▶ **Exercise directions**: Begin at the top of the records below and return each line exactly through the line with "One marker per instance, like [658,472].". Skip pictures.

▶ **Excerpted records**:

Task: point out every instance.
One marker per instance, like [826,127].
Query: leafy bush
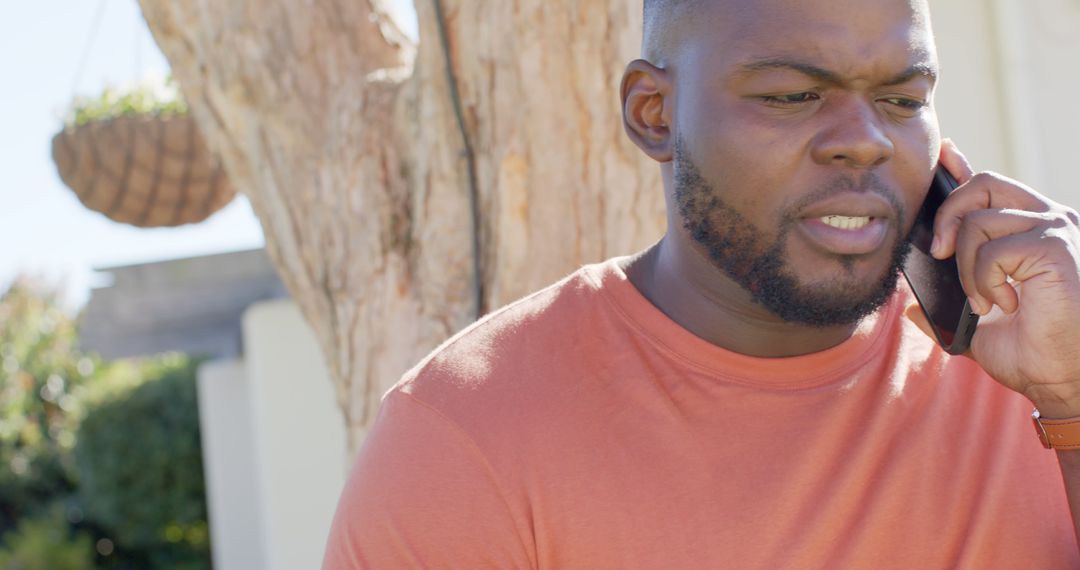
[49,390]
[146,98]
[45,542]
[140,469]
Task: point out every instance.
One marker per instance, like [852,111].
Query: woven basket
[145,171]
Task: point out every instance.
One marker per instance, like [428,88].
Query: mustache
[868,182]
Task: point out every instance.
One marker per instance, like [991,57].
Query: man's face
[805,141]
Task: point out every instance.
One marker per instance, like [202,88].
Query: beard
[760,267]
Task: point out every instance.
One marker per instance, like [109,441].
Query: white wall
[228,442]
[299,435]
[1010,69]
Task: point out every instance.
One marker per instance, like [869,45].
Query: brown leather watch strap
[1057,434]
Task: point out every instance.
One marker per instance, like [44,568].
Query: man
[747,393]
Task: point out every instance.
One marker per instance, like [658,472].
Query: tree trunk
[406,189]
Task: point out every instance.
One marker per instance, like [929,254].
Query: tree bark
[405,189]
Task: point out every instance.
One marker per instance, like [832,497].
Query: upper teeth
[846,222]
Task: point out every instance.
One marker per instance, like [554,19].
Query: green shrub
[45,542]
[140,471]
[143,99]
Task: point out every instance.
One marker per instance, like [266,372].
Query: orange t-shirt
[581,428]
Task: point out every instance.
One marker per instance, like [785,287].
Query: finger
[980,228]
[915,314]
[1016,257]
[983,191]
[955,162]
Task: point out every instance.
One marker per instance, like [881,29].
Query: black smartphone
[936,282]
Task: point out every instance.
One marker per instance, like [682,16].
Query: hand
[1018,255]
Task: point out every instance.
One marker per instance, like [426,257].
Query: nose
[853,136]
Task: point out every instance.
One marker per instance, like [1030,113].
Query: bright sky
[46,57]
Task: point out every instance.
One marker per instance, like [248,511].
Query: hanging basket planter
[147,171]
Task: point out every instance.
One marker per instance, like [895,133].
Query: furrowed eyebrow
[921,69]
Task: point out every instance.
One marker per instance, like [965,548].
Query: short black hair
[659,16]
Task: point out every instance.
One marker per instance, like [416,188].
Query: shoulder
[524,352]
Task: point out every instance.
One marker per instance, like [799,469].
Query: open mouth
[846,222]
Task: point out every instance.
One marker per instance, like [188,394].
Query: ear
[646,108]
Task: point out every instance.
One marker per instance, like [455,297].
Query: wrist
[1052,404]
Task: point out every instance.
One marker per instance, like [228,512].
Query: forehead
[853,38]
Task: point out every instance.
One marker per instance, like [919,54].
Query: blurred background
[150,417]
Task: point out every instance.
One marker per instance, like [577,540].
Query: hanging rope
[94,27]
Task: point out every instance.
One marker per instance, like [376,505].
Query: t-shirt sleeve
[422,496]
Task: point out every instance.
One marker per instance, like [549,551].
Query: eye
[906,105]
[793,98]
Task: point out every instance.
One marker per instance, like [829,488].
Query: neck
[693,293]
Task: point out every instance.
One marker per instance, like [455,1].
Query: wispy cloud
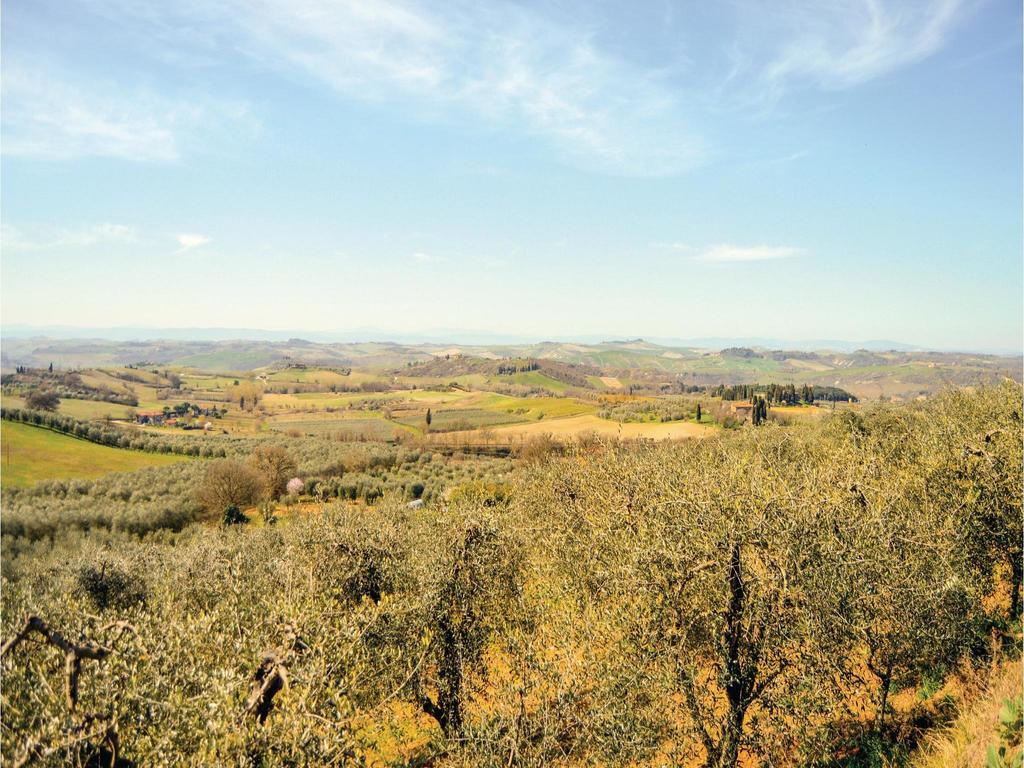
[426,258]
[841,44]
[188,242]
[518,70]
[505,65]
[727,253]
[51,115]
[14,240]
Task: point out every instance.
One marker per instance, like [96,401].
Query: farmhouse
[741,410]
[150,417]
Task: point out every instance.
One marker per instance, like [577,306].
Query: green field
[32,454]
[371,429]
[85,410]
[460,418]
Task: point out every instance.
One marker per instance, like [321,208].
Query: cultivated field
[30,454]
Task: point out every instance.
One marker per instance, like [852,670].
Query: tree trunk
[1017,574]
[735,679]
[880,717]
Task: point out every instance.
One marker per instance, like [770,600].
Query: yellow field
[85,410]
[32,454]
[588,423]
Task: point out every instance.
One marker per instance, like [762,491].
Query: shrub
[228,482]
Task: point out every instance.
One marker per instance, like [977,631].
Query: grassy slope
[31,454]
[966,742]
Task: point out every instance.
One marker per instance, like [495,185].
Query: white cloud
[52,115]
[845,43]
[14,240]
[188,242]
[614,110]
[426,258]
[727,253]
[506,65]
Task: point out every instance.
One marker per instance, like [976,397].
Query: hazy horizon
[464,337]
[676,171]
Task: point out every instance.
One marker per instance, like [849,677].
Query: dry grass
[966,742]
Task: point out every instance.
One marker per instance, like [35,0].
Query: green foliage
[233,516]
[615,604]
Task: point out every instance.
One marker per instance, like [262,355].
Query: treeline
[509,368]
[734,599]
[107,434]
[781,394]
[69,384]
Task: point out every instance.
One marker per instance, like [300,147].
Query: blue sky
[793,169]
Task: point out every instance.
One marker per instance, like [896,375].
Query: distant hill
[866,373]
[445,336]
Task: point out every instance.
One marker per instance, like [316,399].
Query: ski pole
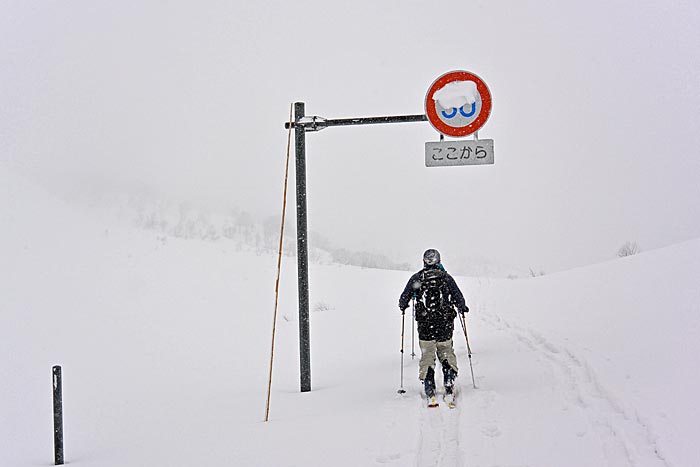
[403,320]
[413,329]
[469,350]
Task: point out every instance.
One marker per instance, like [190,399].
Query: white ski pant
[444,351]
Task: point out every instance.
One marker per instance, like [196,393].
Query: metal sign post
[469,113]
[301,125]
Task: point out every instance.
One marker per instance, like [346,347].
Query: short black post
[57,415]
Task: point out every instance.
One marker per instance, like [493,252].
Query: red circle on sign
[432,113]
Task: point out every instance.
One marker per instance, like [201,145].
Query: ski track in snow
[625,439]
[438,444]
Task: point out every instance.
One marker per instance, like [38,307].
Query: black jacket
[434,324]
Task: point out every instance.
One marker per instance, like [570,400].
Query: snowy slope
[165,352]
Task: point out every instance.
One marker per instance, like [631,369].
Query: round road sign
[458,103]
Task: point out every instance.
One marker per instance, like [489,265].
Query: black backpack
[434,293]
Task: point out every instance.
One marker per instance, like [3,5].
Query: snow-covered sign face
[458,103]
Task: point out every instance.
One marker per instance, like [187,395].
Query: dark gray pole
[57,415]
[302,250]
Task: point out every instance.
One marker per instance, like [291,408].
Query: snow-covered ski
[432,402]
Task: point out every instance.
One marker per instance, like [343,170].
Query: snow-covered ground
[165,349]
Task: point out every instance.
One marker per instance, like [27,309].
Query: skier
[436,295]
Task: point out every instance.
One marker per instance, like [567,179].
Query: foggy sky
[595,115]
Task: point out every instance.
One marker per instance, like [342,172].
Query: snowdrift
[165,347]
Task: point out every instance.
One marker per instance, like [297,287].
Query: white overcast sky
[595,117]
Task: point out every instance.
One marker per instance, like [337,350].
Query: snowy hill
[165,352]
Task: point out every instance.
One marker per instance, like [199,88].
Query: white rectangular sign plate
[465,152]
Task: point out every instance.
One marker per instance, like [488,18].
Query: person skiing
[436,296]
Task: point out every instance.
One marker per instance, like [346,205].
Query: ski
[432,402]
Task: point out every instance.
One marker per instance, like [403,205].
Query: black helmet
[431,257]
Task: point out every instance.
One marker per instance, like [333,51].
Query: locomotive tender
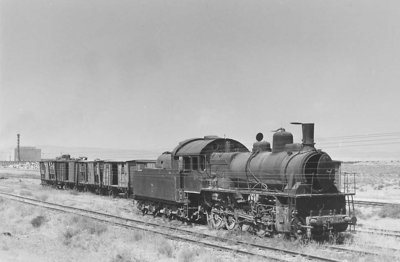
[290,188]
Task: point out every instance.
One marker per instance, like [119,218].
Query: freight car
[291,188]
[106,177]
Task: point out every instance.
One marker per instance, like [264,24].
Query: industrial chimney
[18,152]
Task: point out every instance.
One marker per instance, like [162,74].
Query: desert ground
[30,233]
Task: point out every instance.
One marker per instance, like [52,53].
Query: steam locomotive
[291,188]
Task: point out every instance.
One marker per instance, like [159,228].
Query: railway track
[176,233]
[377,231]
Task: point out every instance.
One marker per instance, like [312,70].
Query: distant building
[28,153]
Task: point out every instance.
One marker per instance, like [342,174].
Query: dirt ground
[34,234]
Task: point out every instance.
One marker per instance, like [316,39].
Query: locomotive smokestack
[18,150]
[308,133]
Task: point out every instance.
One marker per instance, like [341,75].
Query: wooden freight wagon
[48,172]
[137,165]
[115,178]
[93,182]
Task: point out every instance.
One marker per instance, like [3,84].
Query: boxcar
[48,172]
[115,179]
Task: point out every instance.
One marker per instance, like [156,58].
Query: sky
[146,75]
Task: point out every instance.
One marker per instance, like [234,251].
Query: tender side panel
[91,173]
[156,184]
[71,171]
[122,176]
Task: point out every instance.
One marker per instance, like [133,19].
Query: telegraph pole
[18,152]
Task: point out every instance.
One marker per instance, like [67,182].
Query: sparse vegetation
[165,248]
[137,236]
[390,211]
[38,221]
[74,192]
[42,197]
[76,226]
[187,255]
[25,193]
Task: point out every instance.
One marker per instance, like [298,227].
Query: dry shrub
[74,192]
[25,193]
[122,257]
[77,226]
[165,248]
[390,211]
[187,255]
[38,221]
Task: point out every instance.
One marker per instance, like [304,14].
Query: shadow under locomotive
[290,188]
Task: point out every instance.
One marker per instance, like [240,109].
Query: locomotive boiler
[290,188]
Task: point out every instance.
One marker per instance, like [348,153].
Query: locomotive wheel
[231,222]
[216,220]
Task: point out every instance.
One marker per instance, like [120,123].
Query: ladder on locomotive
[348,181]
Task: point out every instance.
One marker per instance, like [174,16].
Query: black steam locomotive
[290,188]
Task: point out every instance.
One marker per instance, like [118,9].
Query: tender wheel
[216,220]
[231,222]
[297,232]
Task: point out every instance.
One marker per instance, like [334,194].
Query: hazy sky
[148,74]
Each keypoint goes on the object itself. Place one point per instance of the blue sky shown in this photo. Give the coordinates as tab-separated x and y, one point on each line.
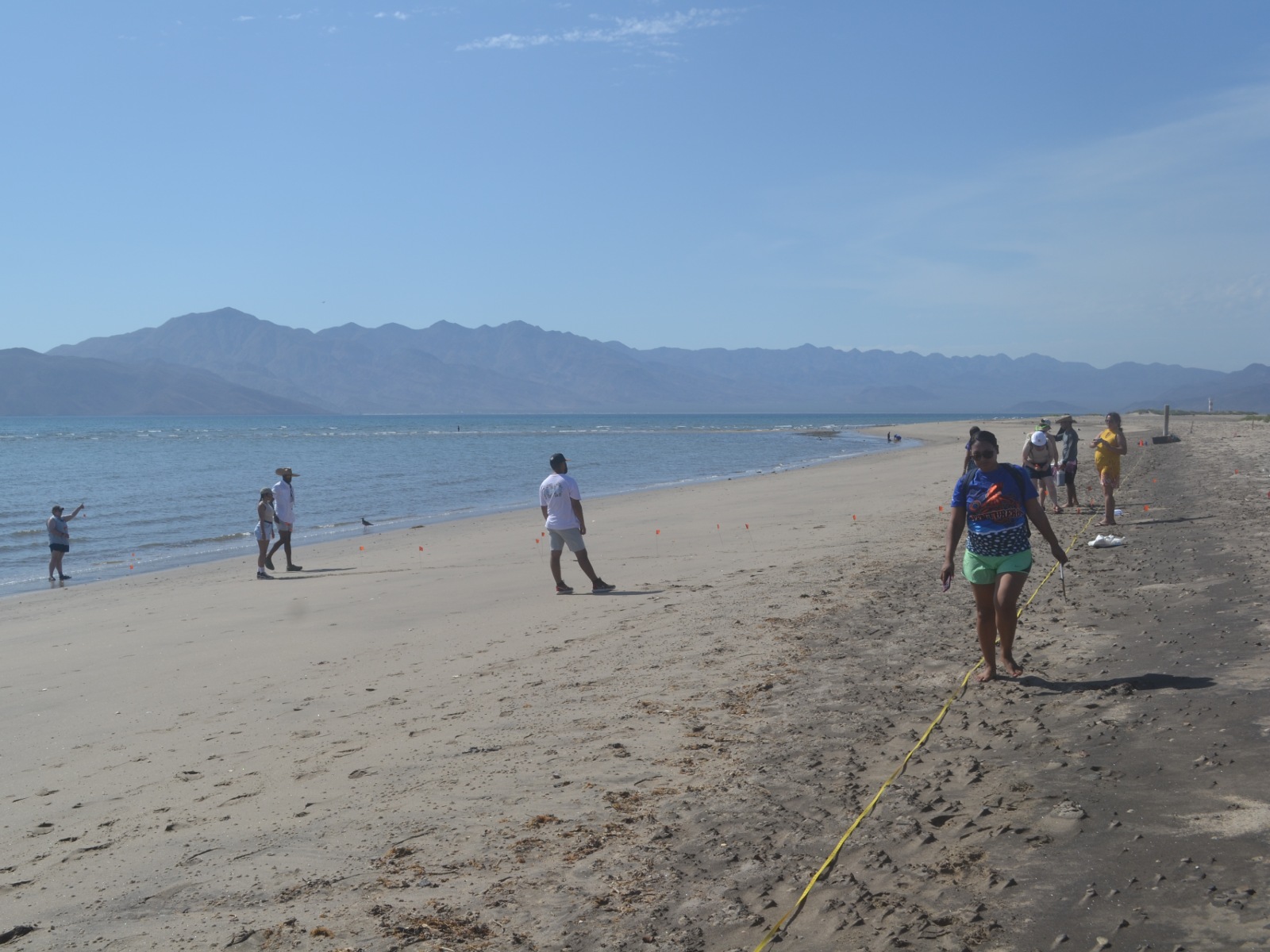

▶ **Exercise response**:
Task: point out every instance.
One marker per instance, like [826,127].
Query: leafy bush
[49,390]
[146,98]
[45,542]
[140,469]
Task: point out every instance.
One marker per instance, like [852,111].
Query: woven basket
[145,171]
Task: point out every instance.
One marker per instance, like [428,88].
Query: mustache
[868,182]
Task: point out every instance.
One marker per instance, like [991,57].
Query: man's face
[805,141]
Task: point out every instance.
One marker per instance, like [202,88].
Query: beard
[760,267]
Task: point out every instance.
One marker per instance, like [109,441].
Query: white wall
[228,442]
[299,435]
[1010,69]
Task: point out every instance.
One marker per instance, like [869,45].
Query: brown leather watch strap
[1057,434]
Task: point out every instance.
One marker per instance, like [44,568].
Query: man
[747,393]
Task: point out every instance.
One marker per instance, like [658,472].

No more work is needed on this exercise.